Update the listing from its start through the line containing "[76,205,104,248]" by replacing "detected instance" with "detected object", keeping everything else the same. Give only those lines.

(Saved data entries)
Begin

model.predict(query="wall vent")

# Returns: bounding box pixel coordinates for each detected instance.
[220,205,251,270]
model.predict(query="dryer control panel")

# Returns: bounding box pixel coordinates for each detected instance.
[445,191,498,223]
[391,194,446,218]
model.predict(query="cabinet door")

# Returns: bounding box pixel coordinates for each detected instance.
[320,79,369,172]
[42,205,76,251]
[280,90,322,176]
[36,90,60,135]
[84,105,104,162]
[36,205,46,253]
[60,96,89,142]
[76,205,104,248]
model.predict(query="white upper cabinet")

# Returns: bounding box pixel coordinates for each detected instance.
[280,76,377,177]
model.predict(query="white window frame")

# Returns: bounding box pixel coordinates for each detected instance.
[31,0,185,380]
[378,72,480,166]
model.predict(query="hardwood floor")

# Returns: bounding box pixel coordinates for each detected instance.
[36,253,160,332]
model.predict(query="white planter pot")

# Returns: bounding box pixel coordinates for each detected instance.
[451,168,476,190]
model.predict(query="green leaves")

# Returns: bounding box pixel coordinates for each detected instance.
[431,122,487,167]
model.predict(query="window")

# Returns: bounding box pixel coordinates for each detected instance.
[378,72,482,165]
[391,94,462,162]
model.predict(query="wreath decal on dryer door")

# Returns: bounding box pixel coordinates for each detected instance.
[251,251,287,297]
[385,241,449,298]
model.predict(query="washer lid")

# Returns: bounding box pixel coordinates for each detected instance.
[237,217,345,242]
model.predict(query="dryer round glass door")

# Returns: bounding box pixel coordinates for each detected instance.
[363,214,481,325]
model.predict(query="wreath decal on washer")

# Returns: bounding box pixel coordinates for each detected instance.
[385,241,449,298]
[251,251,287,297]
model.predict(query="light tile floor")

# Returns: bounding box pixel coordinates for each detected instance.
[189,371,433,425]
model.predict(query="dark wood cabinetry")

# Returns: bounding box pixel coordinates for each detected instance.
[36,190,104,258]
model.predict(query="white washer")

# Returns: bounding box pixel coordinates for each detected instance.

End

- [Correct output]
model.predict(query="wall vent")

# Returns: bounding box pixel coordinates for each detected object.
[220,205,251,270]
model.predict(query="dryer control panel")

# Returns: bounding box pixel coordinates for each detected object.
[445,191,498,223]
[391,194,446,218]
model.predict(query="cabinet door")

# Returns: bounding box pixel coordinates for each detected object.
[320,79,369,172]
[42,205,76,251]
[280,90,322,176]
[36,90,60,135]
[84,105,104,162]
[36,205,46,253]
[60,96,89,142]
[76,205,104,248]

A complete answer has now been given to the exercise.